Stored items:

>>

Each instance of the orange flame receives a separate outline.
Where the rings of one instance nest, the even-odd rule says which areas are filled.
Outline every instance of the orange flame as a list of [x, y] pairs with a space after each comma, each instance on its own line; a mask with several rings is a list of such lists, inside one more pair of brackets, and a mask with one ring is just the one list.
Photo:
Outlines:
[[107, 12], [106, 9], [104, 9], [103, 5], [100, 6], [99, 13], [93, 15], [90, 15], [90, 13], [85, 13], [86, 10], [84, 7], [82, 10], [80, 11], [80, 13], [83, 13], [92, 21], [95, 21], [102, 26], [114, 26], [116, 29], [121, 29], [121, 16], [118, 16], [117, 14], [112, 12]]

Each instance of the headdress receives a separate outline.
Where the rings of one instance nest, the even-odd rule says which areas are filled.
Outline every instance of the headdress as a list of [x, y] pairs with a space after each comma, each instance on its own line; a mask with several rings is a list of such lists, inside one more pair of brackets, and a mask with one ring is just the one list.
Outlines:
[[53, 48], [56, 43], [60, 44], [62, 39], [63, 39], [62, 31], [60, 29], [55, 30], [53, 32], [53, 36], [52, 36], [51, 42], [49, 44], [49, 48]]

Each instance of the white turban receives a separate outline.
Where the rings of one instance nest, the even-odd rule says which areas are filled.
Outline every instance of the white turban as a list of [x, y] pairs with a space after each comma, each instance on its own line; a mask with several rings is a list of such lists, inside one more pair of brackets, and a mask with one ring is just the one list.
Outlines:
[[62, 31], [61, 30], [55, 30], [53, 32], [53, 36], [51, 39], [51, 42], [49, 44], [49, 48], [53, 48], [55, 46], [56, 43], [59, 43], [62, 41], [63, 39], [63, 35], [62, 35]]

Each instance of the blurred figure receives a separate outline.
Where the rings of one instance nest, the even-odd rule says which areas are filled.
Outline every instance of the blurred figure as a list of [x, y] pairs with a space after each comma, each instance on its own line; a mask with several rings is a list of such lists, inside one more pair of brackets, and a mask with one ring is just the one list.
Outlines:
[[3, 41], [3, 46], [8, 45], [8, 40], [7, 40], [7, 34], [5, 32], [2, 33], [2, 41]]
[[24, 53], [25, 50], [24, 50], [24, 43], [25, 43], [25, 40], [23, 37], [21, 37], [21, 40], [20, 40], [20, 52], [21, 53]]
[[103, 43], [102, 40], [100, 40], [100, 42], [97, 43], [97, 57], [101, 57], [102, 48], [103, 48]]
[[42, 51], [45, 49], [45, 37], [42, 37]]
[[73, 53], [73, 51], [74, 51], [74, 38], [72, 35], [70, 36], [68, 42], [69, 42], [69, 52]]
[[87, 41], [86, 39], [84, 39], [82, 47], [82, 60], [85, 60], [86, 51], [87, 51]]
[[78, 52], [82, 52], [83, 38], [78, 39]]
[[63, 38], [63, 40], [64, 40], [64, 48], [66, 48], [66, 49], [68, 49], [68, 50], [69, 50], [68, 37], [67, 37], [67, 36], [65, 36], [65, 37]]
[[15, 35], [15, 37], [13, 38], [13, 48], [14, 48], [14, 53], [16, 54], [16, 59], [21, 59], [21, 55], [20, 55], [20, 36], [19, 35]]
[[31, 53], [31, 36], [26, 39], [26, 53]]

<<

**PROBLEM REQUIREMENTS:** Across the entries above, find the lines with the string "figure" and copy them.

**EXERCISE RESULT:**
Each instance of the blurred figure receives a separate outline.
Outline every instance of the blurred figure as a list of [x, y] pairs with a space after each comma, each instance on its own line; a mask with several rings is a list of such lists, inside one more pair of brackets, and a mask with one ring is just the one list.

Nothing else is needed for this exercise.